= PROBLEM TO WORK ON =
Count how many lines of the data include "queried". The answer is that number and nothing else.

===

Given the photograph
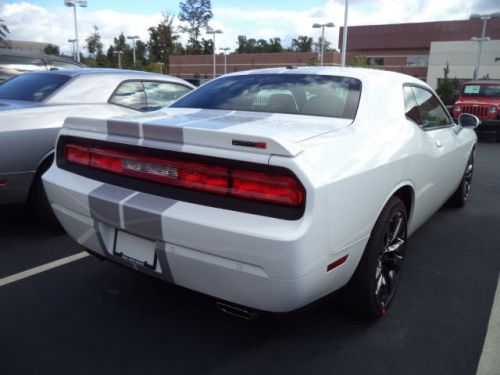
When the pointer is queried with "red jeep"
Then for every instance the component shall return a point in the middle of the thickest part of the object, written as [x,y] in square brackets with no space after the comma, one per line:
[481,98]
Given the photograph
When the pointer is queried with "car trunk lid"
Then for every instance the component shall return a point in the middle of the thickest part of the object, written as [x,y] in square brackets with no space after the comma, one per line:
[254,132]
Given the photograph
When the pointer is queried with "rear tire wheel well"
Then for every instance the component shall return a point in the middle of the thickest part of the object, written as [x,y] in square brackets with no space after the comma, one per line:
[406,194]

===

= FINISHED TASK =
3